What you are asked to do:
Gather every line from the rows below that contains the word "green", and copy each one. Case counts, so uppercase and lowercase letters must match.

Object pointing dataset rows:
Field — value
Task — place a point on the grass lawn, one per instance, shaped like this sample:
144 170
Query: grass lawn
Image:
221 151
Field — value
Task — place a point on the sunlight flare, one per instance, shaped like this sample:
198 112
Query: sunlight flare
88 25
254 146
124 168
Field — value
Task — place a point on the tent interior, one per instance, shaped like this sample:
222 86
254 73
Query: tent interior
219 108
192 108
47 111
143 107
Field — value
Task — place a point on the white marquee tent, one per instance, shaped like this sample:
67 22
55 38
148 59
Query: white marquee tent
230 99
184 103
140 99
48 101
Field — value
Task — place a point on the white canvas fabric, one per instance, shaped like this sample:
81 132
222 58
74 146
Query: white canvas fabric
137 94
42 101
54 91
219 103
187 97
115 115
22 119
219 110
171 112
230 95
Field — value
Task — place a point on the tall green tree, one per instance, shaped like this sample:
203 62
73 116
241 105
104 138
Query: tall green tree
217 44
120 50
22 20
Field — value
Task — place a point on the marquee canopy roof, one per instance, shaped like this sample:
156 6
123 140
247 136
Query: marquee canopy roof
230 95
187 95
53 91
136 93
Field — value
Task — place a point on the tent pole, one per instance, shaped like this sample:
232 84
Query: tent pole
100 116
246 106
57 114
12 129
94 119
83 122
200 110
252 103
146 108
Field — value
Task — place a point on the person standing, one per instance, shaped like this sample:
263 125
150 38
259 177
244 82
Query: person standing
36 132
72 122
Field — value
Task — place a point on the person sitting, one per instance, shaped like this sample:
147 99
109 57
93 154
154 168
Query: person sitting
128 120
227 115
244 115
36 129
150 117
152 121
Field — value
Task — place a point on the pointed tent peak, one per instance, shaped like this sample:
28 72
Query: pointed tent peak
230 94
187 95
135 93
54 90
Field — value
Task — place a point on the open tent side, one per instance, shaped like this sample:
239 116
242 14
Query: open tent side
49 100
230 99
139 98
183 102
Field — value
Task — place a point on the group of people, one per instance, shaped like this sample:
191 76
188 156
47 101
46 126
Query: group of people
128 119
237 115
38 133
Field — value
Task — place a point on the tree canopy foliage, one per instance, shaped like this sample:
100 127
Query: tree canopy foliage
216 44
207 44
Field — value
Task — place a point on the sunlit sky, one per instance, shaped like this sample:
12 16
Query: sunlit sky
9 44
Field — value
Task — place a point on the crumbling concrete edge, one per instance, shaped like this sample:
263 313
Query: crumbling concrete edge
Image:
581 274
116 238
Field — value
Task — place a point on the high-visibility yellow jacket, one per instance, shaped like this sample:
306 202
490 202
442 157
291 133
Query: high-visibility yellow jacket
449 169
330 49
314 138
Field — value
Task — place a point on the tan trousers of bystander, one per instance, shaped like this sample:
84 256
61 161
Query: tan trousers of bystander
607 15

Complete output:
Task — place a point on the tall green tree, one per instance, shaped like this sample:
Query: tall green tree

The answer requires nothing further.